▸ PAGE EXCERPT:
* * *
That got us talking about body image.  It doesn’t matter how old you are … you’ll always view yourself when you were 25, 35, or even 45 and never be satisfied with the weight you’re at right now.  I was a tall, skinny thing when I was young and for some reason, I’ll always see my ideal weight as being 135/140 pounds.  Right now, I’m 50 years old … there is no way in hell I’m ever going to come in at 135 or even 140 pounds.  At 168 pounds I’m not heavy by any stretch of the imagination, but I find I’m never satisfied with whatever weight I’m at.  I think we all view ourselves as having the ideal image at some point in our lives and strive to relive it.
* * *
▸ DIRECTIVE 1: In the passage on body image, how much does the writer weigh now?

Pointing and labeling entries
* * *
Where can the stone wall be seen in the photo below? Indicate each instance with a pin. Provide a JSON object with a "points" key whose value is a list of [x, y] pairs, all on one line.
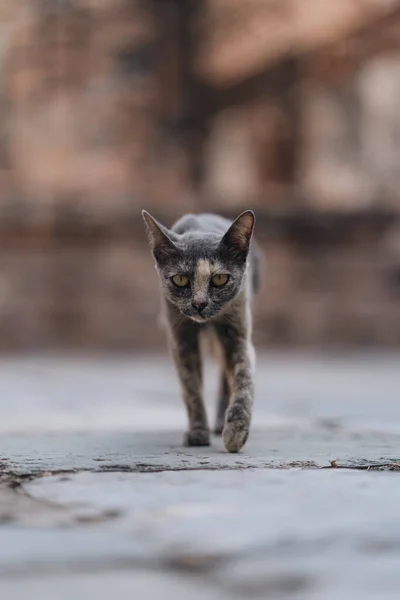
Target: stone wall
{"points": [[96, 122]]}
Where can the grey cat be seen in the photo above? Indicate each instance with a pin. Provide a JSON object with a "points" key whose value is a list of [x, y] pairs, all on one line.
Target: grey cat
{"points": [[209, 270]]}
* * *
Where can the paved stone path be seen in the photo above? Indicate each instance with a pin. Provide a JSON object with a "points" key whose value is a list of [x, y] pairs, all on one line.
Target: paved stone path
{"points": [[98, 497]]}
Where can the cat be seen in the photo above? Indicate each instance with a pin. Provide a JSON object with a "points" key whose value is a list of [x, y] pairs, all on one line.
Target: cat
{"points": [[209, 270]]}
* * *
▸ DIRECTIVE 2: Extract every line of the entries that contains the word "paved", matching case exactly.

▸ WORKED SOLUTION 1: 168 pounds

▸ WORKED SOLUTION 2:
Where can the paved stone path be seen in the photo above? Indicate each instance with a pin. Provide a JSON object with a "points" key whose value is a list of [x, y] pairs, all on one line.
Target: paved stone path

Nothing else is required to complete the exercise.